What is asked: Pick out and copy every line in the listing below that contains the word "dark". Case matters, so a line with the word in other capitalization does not count.

##### Data for this task

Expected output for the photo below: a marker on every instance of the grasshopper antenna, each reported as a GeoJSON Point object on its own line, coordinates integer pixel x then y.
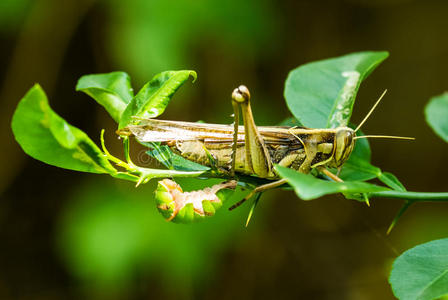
{"type": "Point", "coordinates": [378, 136]}
{"type": "Point", "coordinates": [384, 137]}
{"type": "Point", "coordinates": [371, 110]}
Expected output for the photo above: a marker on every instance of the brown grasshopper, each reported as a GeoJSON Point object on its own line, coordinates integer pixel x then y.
{"type": "Point", "coordinates": [253, 150]}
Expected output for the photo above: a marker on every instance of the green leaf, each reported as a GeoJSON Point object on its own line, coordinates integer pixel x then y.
{"type": "Point", "coordinates": [171, 160]}
{"type": "Point", "coordinates": [47, 137]}
{"type": "Point", "coordinates": [421, 272]}
{"type": "Point", "coordinates": [112, 90]}
{"type": "Point", "coordinates": [308, 187]}
{"type": "Point", "coordinates": [291, 122]}
{"type": "Point", "coordinates": [321, 94]}
{"type": "Point", "coordinates": [153, 98]}
{"type": "Point", "coordinates": [436, 112]}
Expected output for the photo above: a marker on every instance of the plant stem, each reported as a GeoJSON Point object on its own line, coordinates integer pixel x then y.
{"type": "Point", "coordinates": [414, 196]}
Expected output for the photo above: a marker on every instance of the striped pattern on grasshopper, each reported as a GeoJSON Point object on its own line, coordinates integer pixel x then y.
{"type": "Point", "coordinates": [250, 149]}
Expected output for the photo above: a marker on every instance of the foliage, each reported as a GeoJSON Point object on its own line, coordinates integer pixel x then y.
{"type": "Point", "coordinates": [319, 94]}
{"type": "Point", "coordinates": [436, 112]}
{"type": "Point", "coordinates": [422, 272]}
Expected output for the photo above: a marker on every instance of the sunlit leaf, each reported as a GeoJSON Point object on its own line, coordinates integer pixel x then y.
{"type": "Point", "coordinates": [47, 137]}
{"type": "Point", "coordinates": [112, 90]}
{"type": "Point", "coordinates": [436, 112]}
{"type": "Point", "coordinates": [321, 94]}
{"type": "Point", "coordinates": [421, 272]}
{"type": "Point", "coordinates": [152, 99]}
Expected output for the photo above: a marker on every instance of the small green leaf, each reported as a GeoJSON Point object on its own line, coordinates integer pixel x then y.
{"type": "Point", "coordinates": [436, 112]}
{"type": "Point", "coordinates": [357, 169]}
{"type": "Point", "coordinates": [391, 181]}
{"type": "Point", "coordinates": [171, 160]}
{"type": "Point", "coordinates": [321, 94]}
{"type": "Point", "coordinates": [111, 90]}
{"type": "Point", "coordinates": [153, 98]}
{"type": "Point", "coordinates": [421, 272]}
{"type": "Point", "coordinates": [47, 137]}
{"type": "Point", "coordinates": [308, 187]}
{"type": "Point", "coordinates": [291, 122]}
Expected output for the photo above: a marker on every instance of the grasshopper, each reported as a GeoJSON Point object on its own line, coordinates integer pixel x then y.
{"type": "Point", "coordinates": [253, 150]}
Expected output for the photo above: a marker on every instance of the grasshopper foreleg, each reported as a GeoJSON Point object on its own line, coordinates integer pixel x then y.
{"type": "Point", "coordinates": [259, 189]}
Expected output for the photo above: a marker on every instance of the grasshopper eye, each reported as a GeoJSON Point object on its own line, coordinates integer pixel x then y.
{"type": "Point", "coordinates": [241, 94]}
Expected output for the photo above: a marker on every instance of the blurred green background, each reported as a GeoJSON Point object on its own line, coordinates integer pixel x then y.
{"type": "Point", "coordinates": [68, 235]}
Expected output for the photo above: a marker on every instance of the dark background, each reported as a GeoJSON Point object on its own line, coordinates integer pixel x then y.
{"type": "Point", "coordinates": [68, 235]}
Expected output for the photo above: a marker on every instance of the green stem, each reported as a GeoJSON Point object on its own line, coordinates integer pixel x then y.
{"type": "Point", "coordinates": [415, 196]}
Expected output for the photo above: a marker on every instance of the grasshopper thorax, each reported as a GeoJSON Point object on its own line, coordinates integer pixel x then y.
{"type": "Point", "coordinates": [343, 145]}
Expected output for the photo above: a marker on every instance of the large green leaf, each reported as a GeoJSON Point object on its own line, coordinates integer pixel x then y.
{"type": "Point", "coordinates": [44, 135]}
{"type": "Point", "coordinates": [153, 98]}
{"type": "Point", "coordinates": [421, 272]}
{"type": "Point", "coordinates": [308, 187]}
{"type": "Point", "coordinates": [436, 112]}
{"type": "Point", "coordinates": [112, 90]}
{"type": "Point", "coordinates": [321, 94]}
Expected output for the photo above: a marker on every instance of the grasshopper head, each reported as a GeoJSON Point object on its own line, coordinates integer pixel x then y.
{"type": "Point", "coordinates": [343, 145]}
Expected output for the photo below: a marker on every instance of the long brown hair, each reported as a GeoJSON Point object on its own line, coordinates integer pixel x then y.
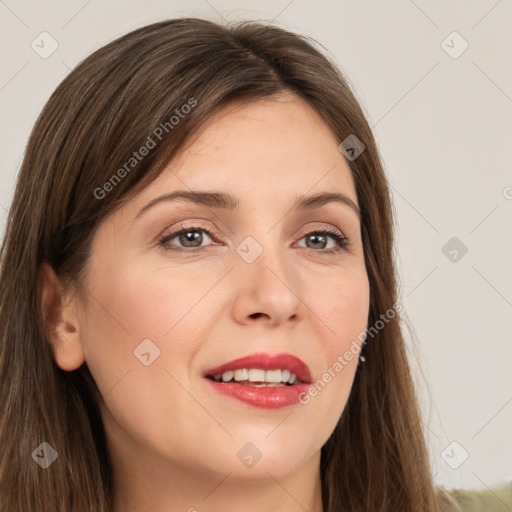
{"type": "Point", "coordinates": [106, 109]}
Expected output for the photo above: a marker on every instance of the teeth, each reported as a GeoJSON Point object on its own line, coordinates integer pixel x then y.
{"type": "Point", "coordinates": [257, 375]}
{"type": "Point", "coordinates": [227, 376]}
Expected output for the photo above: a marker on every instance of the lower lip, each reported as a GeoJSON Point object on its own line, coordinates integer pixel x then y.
{"type": "Point", "coordinates": [264, 397]}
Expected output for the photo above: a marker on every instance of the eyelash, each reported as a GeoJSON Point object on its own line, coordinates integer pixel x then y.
{"type": "Point", "coordinates": [339, 238]}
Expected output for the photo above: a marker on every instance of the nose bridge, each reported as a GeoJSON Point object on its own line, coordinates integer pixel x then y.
{"type": "Point", "coordinates": [265, 277]}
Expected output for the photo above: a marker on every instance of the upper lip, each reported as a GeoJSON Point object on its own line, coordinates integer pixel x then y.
{"type": "Point", "coordinates": [265, 362]}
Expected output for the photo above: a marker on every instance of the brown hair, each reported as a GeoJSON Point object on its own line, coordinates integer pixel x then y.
{"type": "Point", "coordinates": [376, 458]}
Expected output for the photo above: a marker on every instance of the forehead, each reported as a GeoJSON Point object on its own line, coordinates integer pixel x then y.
{"type": "Point", "coordinates": [266, 149]}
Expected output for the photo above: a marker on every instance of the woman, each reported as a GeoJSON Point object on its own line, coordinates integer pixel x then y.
{"type": "Point", "coordinates": [257, 364]}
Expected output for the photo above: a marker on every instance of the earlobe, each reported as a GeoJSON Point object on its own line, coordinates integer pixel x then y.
{"type": "Point", "coordinates": [61, 325]}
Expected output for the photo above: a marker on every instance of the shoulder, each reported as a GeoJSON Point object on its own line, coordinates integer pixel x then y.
{"type": "Point", "coordinates": [495, 499]}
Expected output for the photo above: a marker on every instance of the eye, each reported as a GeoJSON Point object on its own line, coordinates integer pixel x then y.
{"type": "Point", "coordinates": [320, 236]}
{"type": "Point", "coordinates": [189, 236]}
{"type": "Point", "coordinates": [192, 237]}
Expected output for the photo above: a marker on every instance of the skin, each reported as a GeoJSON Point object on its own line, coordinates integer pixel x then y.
{"type": "Point", "coordinates": [174, 441]}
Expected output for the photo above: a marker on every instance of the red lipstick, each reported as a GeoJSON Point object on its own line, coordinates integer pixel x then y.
{"type": "Point", "coordinates": [269, 397]}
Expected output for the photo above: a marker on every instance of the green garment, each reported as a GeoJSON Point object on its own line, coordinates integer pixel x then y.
{"type": "Point", "coordinates": [495, 499]}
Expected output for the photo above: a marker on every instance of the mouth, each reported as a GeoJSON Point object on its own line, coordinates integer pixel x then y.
{"type": "Point", "coordinates": [262, 380]}
{"type": "Point", "coordinates": [262, 369]}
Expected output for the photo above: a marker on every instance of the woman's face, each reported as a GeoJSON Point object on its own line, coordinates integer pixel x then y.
{"type": "Point", "coordinates": [260, 278]}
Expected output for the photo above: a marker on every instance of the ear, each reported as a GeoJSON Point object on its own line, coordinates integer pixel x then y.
{"type": "Point", "coordinates": [60, 321]}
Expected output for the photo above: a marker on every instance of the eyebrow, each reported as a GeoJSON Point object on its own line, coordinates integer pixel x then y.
{"type": "Point", "coordinates": [225, 201]}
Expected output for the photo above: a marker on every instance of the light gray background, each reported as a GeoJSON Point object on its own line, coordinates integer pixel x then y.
{"type": "Point", "coordinates": [444, 127]}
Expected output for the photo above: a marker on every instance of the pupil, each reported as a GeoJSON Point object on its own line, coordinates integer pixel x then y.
{"type": "Point", "coordinates": [191, 236]}
{"type": "Point", "coordinates": [315, 238]}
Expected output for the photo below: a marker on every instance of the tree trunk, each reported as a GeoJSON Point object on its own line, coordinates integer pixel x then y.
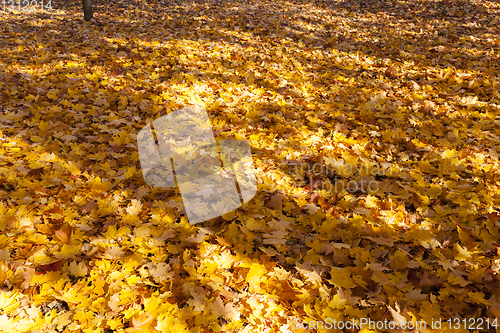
{"type": "Point", "coordinates": [87, 10]}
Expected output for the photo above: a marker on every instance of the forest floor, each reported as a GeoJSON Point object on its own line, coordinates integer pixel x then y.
{"type": "Point", "coordinates": [374, 128]}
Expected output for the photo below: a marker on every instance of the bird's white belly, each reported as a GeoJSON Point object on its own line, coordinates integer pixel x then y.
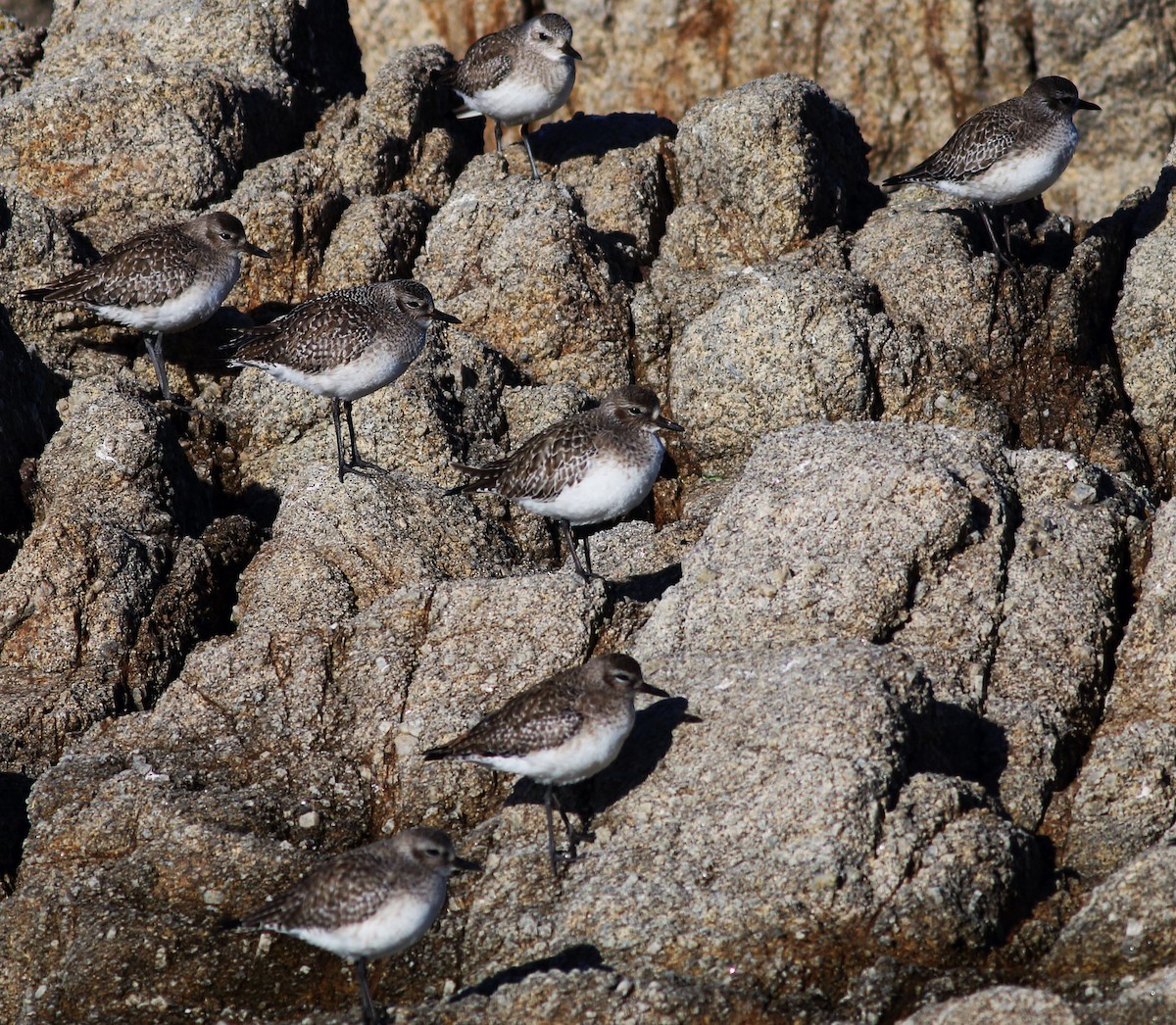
{"type": "Point", "coordinates": [397, 925]}
{"type": "Point", "coordinates": [1015, 178]}
{"type": "Point", "coordinates": [186, 311]}
{"type": "Point", "coordinates": [352, 380]}
{"type": "Point", "coordinates": [609, 490]}
{"type": "Point", "coordinates": [585, 755]}
{"type": "Point", "coordinates": [516, 102]}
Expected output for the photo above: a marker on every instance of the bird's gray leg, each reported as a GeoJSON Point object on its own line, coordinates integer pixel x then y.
{"type": "Point", "coordinates": [154, 342]}
{"type": "Point", "coordinates": [571, 546]}
{"type": "Point", "coordinates": [351, 433]}
{"type": "Point", "coordinates": [551, 829]}
{"type": "Point", "coordinates": [530, 157]}
{"type": "Point", "coordinates": [992, 234]}
{"type": "Point", "coordinates": [567, 823]}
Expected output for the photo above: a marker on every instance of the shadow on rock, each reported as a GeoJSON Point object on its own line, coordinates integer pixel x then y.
{"type": "Point", "coordinates": [581, 957]}
{"type": "Point", "coordinates": [647, 587]}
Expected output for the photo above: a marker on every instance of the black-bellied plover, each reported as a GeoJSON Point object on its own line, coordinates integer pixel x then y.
{"type": "Point", "coordinates": [368, 903]}
{"type": "Point", "coordinates": [163, 281]}
{"type": "Point", "coordinates": [517, 75]}
{"type": "Point", "coordinates": [1006, 153]}
{"type": "Point", "coordinates": [345, 345]}
{"type": "Point", "coordinates": [588, 468]}
{"type": "Point", "coordinates": [562, 730]}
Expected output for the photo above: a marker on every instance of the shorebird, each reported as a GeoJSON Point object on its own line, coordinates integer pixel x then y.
{"type": "Point", "coordinates": [1006, 153]}
{"type": "Point", "coordinates": [562, 730]}
{"type": "Point", "coordinates": [368, 903]}
{"type": "Point", "coordinates": [163, 281]}
{"type": "Point", "coordinates": [588, 468]}
{"type": "Point", "coordinates": [517, 75]}
{"type": "Point", "coordinates": [345, 345]}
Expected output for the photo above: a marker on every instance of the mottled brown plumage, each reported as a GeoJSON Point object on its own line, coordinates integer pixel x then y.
{"type": "Point", "coordinates": [1006, 153]}
{"type": "Point", "coordinates": [345, 345]}
{"type": "Point", "coordinates": [368, 903]}
{"type": "Point", "coordinates": [163, 281]}
{"type": "Point", "coordinates": [558, 731]}
{"type": "Point", "coordinates": [517, 75]}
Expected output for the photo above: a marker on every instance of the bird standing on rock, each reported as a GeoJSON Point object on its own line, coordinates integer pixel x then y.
{"type": "Point", "coordinates": [1006, 153]}
{"type": "Point", "coordinates": [562, 730]}
{"type": "Point", "coordinates": [368, 903]}
{"type": "Point", "coordinates": [517, 75]}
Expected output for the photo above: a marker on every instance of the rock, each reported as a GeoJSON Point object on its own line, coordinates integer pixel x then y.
{"type": "Point", "coordinates": [617, 165]}
{"type": "Point", "coordinates": [1062, 619]}
{"type": "Point", "coordinates": [909, 81]}
{"type": "Point", "coordinates": [404, 135]}
{"type": "Point", "coordinates": [1124, 801]}
{"type": "Point", "coordinates": [998, 1004]}
{"type": "Point", "coordinates": [21, 49]}
{"type": "Point", "coordinates": [779, 348]}
{"type": "Point", "coordinates": [123, 570]}
{"type": "Point", "coordinates": [1126, 928]}
{"type": "Point", "coordinates": [760, 171]}
{"type": "Point", "coordinates": [971, 348]}
{"type": "Point", "coordinates": [413, 425]}
{"type": "Point", "coordinates": [197, 100]}
{"type": "Point", "coordinates": [526, 275]}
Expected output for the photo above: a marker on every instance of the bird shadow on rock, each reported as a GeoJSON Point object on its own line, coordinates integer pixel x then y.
{"type": "Point", "coordinates": [652, 737]}
{"type": "Point", "coordinates": [581, 957]}
{"type": "Point", "coordinates": [597, 134]}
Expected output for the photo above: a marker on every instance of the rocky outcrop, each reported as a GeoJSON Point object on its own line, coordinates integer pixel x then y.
{"type": "Point", "coordinates": [905, 577]}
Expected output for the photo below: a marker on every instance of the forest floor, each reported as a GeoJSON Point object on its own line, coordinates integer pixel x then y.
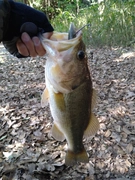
{"type": "Point", "coordinates": [28, 152]}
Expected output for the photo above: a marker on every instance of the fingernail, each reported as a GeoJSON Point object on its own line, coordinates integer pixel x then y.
{"type": "Point", "coordinates": [36, 41]}
{"type": "Point", "coordinates": [25, 37]}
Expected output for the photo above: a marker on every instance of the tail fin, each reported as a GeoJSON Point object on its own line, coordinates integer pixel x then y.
{"type": "Point", "coordinates": [72, 158]}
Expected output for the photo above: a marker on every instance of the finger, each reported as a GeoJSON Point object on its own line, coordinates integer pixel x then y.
{"type": "Point", "coordinates": [29, 44]}
{"type": "Point", "coordinates": [22, 48]}
{"type": "Point", "coordinates": [38, 46]}
{"type": "Point", "coordinates": [48, 35]}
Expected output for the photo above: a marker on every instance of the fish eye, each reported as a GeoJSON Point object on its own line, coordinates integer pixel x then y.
{"type": "Point", "coordinates": [80, 55]}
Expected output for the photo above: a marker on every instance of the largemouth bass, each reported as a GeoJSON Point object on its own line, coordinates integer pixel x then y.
{"type": "Point", "coordinates": [69, 92]}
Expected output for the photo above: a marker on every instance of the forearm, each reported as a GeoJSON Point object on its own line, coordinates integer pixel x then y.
{"type": "Point", "coordinates": [16, 15]}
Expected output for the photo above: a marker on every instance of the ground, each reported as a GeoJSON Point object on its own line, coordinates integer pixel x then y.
{"type": "Point", "coordinates": [28, 152]}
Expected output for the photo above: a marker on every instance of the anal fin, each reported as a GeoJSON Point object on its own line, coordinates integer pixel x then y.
{"type": "Point", "coordinates": [44, 98]}
{"type": "Point", "coordinates": [92, 127]}
{"type": "Point", "coordinates": [57, 134]}
{"type": "Point", "coordinates": [72, 158]}
{"type": "Point", "coordinates": [94, 98]}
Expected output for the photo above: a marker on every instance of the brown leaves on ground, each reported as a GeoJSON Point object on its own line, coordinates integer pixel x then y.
{"type": "Point", "coordinates": [27, 151]}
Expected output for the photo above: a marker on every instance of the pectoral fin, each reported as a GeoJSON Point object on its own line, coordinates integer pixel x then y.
{"type": "Point", "coordinates": [44, 98]}
{"type": "Point", "coordinates": [93, 126]}
{"type": "Point", "coordinates": [57, 134]}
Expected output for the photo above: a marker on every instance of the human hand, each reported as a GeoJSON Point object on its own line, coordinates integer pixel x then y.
{"type": "Point", "coordinates": [31, 46]}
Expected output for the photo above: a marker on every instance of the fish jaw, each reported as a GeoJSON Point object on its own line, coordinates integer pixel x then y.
{"type": "Point", "coordinates": [63, 69]}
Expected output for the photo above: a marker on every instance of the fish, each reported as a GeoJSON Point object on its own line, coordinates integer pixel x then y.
{"type": "Point", "coordinates": [69, 92]}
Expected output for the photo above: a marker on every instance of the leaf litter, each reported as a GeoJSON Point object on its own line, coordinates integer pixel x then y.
{"type": "Point", "coordinates": [27, 151]}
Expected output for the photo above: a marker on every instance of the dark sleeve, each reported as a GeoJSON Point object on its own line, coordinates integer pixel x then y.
{"type": "Point", "coordinates": [19, 14]}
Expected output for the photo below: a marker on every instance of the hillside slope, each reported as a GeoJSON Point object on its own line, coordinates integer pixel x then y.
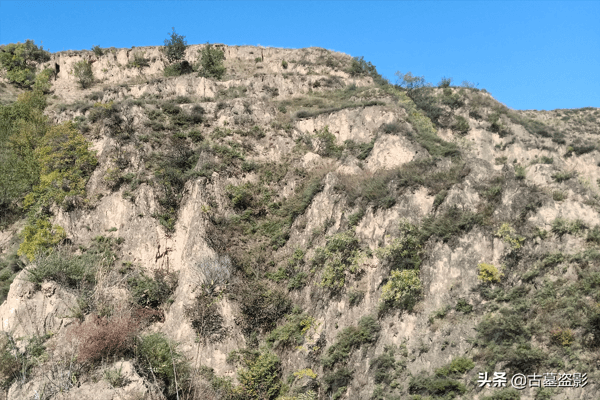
{"type": "Point", "coordinates": [298, 229]}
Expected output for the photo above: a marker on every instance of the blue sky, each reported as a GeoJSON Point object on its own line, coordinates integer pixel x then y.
{"type": "Point", "coordinates": [529, 55]}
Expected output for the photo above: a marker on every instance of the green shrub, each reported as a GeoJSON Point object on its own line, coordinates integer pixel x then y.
{"type": "Point", "coordinates": [98, 51]}
{"type": "Point", "coordinates": [178, 68]}
{"type": "Point", "coordinates": [404, 252]}
{"type": "Point", "coordinates": [359, 66]}
{"type": "Point", "coordinates": [520, 172]}
{"type": "Point", "coordinates": [452, 222]}
{"type": "Point", "coordinates": [64, 268]}
{"type": "Point", "coordinates": [594, 235]}
{"type": "Point", "coordinates": [351, 338]}
{"type": "Point", "coordinates": [558, 195]}
{"type": "Point", "coordinates": [507, 394]}
{"type": "Point", "coordinates": [503, 327]}
{"type": "Point", "coordinates": [436, 386]}
{"type": "Point", "coordinates": [260, 380]}
{"type": "Point", "coordinates": [158, 357]}
{"type": "Point", "coordinates": [402, 290]}
{"type": "Point", "coordinates": [382, 365]}
{"type": "Point", "coordinates": [562, 176]}
{"type": "Point", "coordinates": [458, 366]}
{"type": "Point", "coordinates": [152, 292]}
{"type": "Point", "coordinates": [326, 144]}
{"type": "Point", "coordinates": [82, 70]}
{"type": "Point", "coordinates": [20, 59]}
{"type": "Point", "coordinates": [445, 82]}
{"type": "Point", "coordinates": [175, 47]}
{"type": "Point", "coordinates": [461, 125]}
{"type": "Point", "coordinates": [341, 254]}
{"type": "Point", "coordinates": [509, 235]}
{"type": "Point", "coordinates": [39, 236]}
{"type": "Point", "coordinates": [211, 62]}
{"type": "Point", "coordinates": [488, 273]}
{"type": "Point", "coordinates": [291, 334]}
{"type": "Point", "coordinates": [463, 306]}
{"type": "Point", "coordinates": [524, 358]}
{"type": "Point", "coordinates": [355, 218]}
{"type": "Point", "coordinates": [561, 226]}
{"type": "Point", "coordinates": [260, 307]}
{"type": "Point", "coordinates": [336, 382]}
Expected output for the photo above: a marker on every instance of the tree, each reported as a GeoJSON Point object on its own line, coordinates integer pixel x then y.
{"type": "Point", "coordinates": [175, 47]}
{"type": "Point", "coordinates": [83, 73]}
{"type": "Point", "coordinates": [409, 81]}
{"type": "Point", "coordinates": [20, 59]}
{"type": "Point", "coordinates": [211, 62]}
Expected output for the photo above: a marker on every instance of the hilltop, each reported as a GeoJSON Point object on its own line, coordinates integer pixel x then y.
{"type": "Point", "coordinates": [286, 224]}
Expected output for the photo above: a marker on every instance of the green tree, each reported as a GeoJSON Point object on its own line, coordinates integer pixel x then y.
{"type": "Point", "coordinates": [409, 81]}
{"type": "Point", "coordinates": [211, 62]}
{"type": "Point", "coordinates": [83, 73]}
{"type": "Point", "coordinates": [22, 125]}
{"type": "Point", "coordinates": [20, 60]}
{"type": "Point", "coordinates": [175, 47]}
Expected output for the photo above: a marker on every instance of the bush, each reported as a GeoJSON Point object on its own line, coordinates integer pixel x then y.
{"type": "Point", "coordinates": [350, 339]}
{"type": "Point", "coordinates": [260, 379]}
{"type": "Point", "coordinates": [82, 70]}
{"type": "Point", "coordinates": [206, 319]}
{"type": "Point", "coordinates": [175, 47]}
{"type": "Point", "coordinates": [20, 59]}
{"type": "Point", "coordinates": [291, 334]}
{"type": "Point", "coordinates": [562, 176]}
{"type": "Point", "coordinates": [503, 327]}
{"type": "Point", "coordinates": [520, 172]}
{"type": "Point", "coordinates": [487, 273]}
{"type": "Point", "coordinates": [99, 338]}
{"type": "Point", "coordinates": [39, 236]}
{"type": "Point", "coordinates": [509, 236]}
{"type": "Point", "coordinates": [402, 290]}
{"type": "Point", "coordinates": [211, 62]}
{"type": "Point", "coordinates": [461, 125]}
{"type": "Point", "coordinates": [261, 307]}
{"type": "Point", "coordinates": [463, 306]}
{"type": "Point", "coordinates": [506, 394]}
{"type": "Point", "coordinates": [436, 386]}
{"type": "Point", "coordinates": [325, 146]}
{"type": "Point", "coordinates": [152, 292]}
{"type": "Point", "coordinates": [452, 222]}
{"type": "Point", "coordinates": [178, 68]}
{"type": "Point", "coordinates": [98, 51]}
{"type": "Point", "coordinates": [65, 269]}
{"type": "Point", "coordinates": [405, 251]}
{"type": "Point", "coordinates": [158, 357]}
{"type": "Point", "coordinates": [214, 270]}
{"type": "Point", "coordinates": [337, 382]}
{"type": "Point", "coordinates": [458, 366]}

##########

Exercise response:
Expected output for the photo above: a marker on every instance of the dark background, each reported as a GeoJSON Point object on its own line, coordinates integer pixel x then y.
Expected output for the photo above: a marker on every instance of the dark sleeve, each reported as a GeoJSON Point object on its own line, coordinates integer pixel x then y.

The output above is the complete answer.